- [Set problem]:
Leave out all pictures and retype exactly the lines from the one with "reads [[377, 460]]." through the last line of the material.

[Saved data entries]
[start]

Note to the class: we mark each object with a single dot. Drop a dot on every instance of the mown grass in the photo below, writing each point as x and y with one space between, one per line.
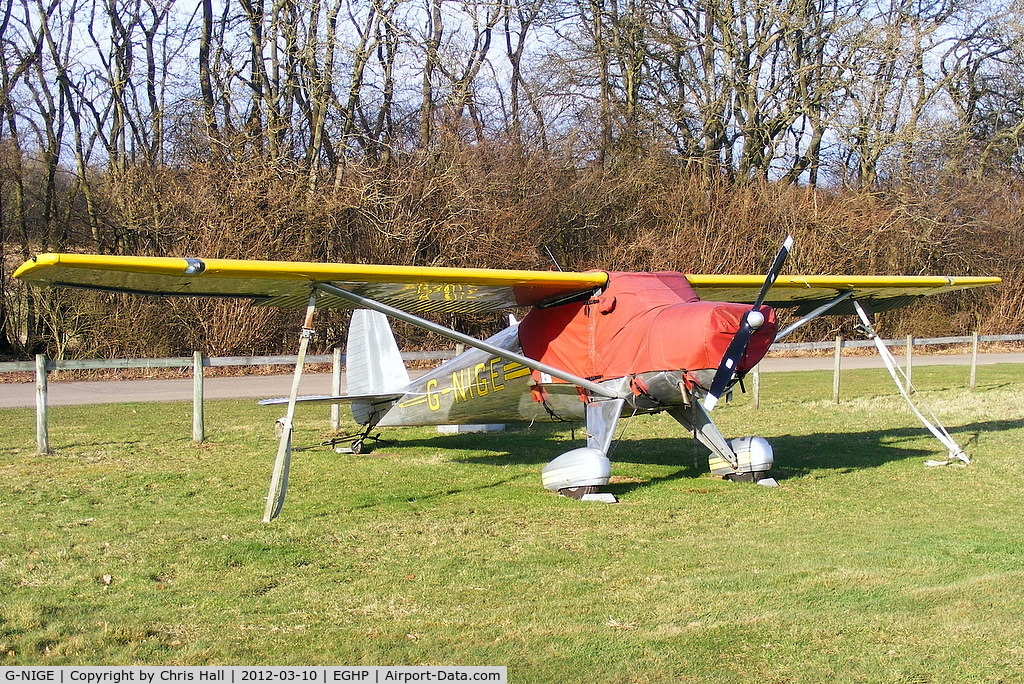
130 545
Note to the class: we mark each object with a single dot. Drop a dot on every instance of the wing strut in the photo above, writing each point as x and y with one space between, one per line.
955 453
821 310
279 480
593 387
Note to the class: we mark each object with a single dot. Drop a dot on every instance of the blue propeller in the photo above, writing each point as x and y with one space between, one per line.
752 321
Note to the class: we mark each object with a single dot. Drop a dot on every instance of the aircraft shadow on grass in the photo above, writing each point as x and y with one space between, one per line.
796 456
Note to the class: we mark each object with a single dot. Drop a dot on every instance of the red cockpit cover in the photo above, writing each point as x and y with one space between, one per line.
640 323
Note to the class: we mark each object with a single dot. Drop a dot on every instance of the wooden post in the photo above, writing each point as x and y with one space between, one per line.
199 425
909 362
974 360
756 398
836 368
336 390
42 434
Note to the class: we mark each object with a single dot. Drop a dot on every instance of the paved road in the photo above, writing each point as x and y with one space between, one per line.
70 393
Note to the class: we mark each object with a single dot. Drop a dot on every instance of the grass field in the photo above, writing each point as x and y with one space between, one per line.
130 545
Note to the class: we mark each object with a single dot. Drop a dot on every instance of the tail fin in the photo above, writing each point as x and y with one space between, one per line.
373 362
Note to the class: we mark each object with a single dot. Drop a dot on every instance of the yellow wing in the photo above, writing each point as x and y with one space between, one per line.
288 284
421 289
877 293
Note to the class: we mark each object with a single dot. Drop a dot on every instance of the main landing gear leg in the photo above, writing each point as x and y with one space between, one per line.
282 465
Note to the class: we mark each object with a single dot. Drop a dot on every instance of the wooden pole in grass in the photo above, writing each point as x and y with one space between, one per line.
909 362
836 368
336 390
756 398
42 434
199 424
974 360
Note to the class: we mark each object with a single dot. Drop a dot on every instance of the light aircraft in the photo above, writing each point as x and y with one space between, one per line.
594 346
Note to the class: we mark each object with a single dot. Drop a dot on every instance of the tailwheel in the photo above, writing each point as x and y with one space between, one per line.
578 492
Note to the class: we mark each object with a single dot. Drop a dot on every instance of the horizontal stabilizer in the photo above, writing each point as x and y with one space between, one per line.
339 398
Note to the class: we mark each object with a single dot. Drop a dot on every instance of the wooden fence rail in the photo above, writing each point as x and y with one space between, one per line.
42 367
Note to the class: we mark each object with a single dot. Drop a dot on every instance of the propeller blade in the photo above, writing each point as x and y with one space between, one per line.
752 321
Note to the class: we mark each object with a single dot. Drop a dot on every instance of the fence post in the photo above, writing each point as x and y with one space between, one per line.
42 434
756 398
336 390
199 426
909 362
836 368
974 360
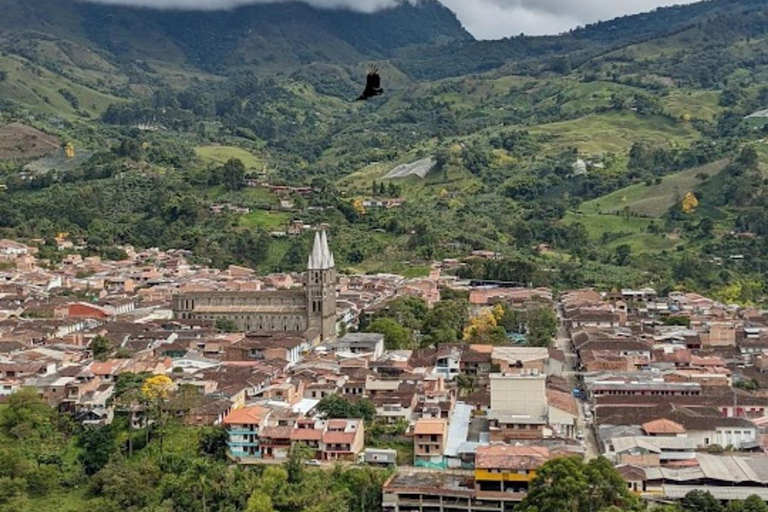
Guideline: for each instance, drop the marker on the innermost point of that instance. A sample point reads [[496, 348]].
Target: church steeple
[[321, 288], [321, 257]]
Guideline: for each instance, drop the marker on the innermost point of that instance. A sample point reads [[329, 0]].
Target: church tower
[[321, 288]]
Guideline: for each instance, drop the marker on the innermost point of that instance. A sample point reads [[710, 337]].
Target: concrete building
[[429, 437], [519, 407], [506, 468]]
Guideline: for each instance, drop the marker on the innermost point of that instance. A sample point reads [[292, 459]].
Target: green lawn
[[655, 200], [271, 221], [39, 88], [220, 154], [696, 104], [615, 132], [624, 230]]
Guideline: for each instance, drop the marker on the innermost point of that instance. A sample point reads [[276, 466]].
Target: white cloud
[[486, 19]]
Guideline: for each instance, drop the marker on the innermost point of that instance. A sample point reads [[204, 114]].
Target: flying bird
[[372, 85]]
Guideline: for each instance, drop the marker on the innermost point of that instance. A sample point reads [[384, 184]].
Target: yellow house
[[506, 468]]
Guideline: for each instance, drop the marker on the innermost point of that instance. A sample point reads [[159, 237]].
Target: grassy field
[[271, 221], [218, 155], [654, 200], [40, 89], [615, 132], [22, 142], [632, 231], [696, 104]]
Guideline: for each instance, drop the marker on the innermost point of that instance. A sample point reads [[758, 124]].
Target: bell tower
[[321, 288]]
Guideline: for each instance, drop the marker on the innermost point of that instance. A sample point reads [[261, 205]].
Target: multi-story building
[[243, 426], [429, 437], [310, 312], [519, 407], [507, 468]]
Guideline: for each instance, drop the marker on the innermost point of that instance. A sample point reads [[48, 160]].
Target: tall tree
[[233, 174]]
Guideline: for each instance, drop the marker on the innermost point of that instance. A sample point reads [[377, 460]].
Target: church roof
[[321, 257]]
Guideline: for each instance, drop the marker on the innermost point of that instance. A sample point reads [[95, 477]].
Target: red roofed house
[[429, 438], [664, 428]]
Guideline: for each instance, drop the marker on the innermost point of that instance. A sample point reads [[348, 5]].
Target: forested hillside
[[629, 152]]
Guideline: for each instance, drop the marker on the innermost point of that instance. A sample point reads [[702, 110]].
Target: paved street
[[571, 374]]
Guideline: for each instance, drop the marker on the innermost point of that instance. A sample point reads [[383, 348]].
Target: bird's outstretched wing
[[372, 84]]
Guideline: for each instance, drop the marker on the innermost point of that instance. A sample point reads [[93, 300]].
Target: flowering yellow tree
[[690, 203], [357, 204], [157, 388], [484, 328]]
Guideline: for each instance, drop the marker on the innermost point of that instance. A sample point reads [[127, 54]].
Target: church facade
[[310, 312]]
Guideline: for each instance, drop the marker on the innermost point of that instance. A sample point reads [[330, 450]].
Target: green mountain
[[582, 144]]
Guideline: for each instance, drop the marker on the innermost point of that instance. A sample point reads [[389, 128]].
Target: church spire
[[321, 257]]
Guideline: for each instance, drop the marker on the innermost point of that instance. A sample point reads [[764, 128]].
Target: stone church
[[310, 312]]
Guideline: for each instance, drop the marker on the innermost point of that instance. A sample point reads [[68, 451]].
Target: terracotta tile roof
[[563, 401], [430, 427], [339, 437], [253, 415], [511, 457], [306, 434], [663, 426], [276, 432]]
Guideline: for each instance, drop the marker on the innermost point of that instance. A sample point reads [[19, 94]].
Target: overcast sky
[[486, 19]]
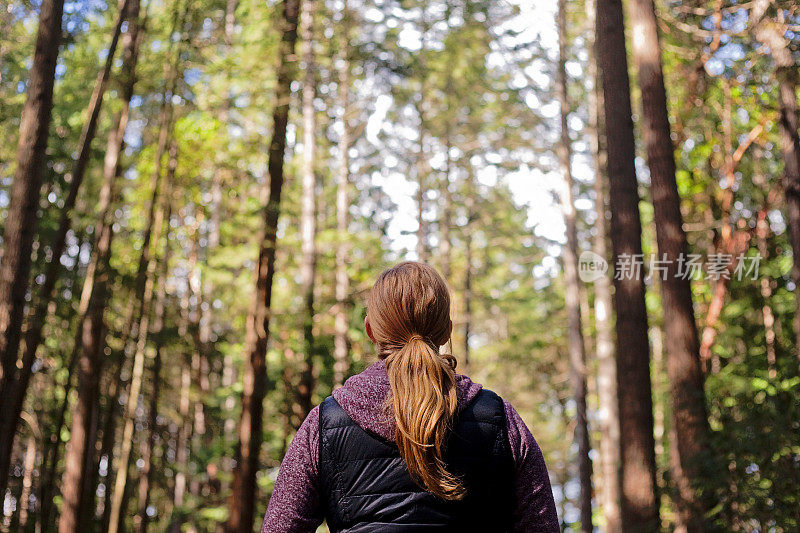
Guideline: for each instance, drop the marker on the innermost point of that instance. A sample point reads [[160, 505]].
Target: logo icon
[[591, 266]]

[end]

- [Output]:
Guideline: for each instance, drop the marker on the innermost point of that instance. A sample point reads [[377, 460]].
Target: church roof
[[321, 257]]
Guideline: for each instance, drop the marker on the innermost point of that instance. A sample point reads [[95, 477]].
Target: red roofed house
[[429, 438], [664, 428]]
Guideline: for each instance, drop the marker on the innermost point of that instance. A sample point reads [[348, 5]].
Target: forested hillside
[[629, 152]]
Guideline: for each instance, drop the marker on the innermost point of that instance. A sample point reads [[702, 110]].
Target: paved street
[[571, 374]]
Guideline: for each instance, drop the marker on the innermost point of that instance. A sample point reads [[383, 348]].
Target: bird's outstretched wing
[[372, 84]]
Guideline: for each instance, drop the marker on the innermost point of that instance. A sample point reads [[93, 300]].
Target: flowering yellow tree
[[690, 203], [357, 204], [157, 388], [484, 328]]
Guideline: for each instance, drop the marker on the innermost point of that instance. A sample point reads [[127, 54]].
Target: church facade
[[310, 312]]
Guideline: for each instance, drop the marker on the innermost point of that instance. A sample point reads [[330, 450]].
Target: green mountain
[[582, 144]]
Guideline: for each instance, drop the marker on the innermost point of that instance. A sample point reads [[389, 128]].
Target: church spire
[[321, 257]]
Guideline: for each instance, drop the marker on the innermost point of that instance. A sample point reads [[764, 128]].
Target: stone church
[[310, 312]]
Guideline: for each instance, drop the marker on the innermost point of that instance. A sample point reads [[68, 451]].
Target: terracotta tile roof
[[563, 401], [430, 427], [339, 437], [253, 415], [511, 457], [306, 434], [663, 426], [276, 432]]
Guideline: for each instance, drop the marker on the innermost point of that instance. A sample point reads [[19, 94]].
Target: overcast sky
[[486, 19]]
Guideline: for each instance, drop the marker on the innermost point of that instance. A sample point reads [[160, 505]].
Target: logo icon
[[591, 266]]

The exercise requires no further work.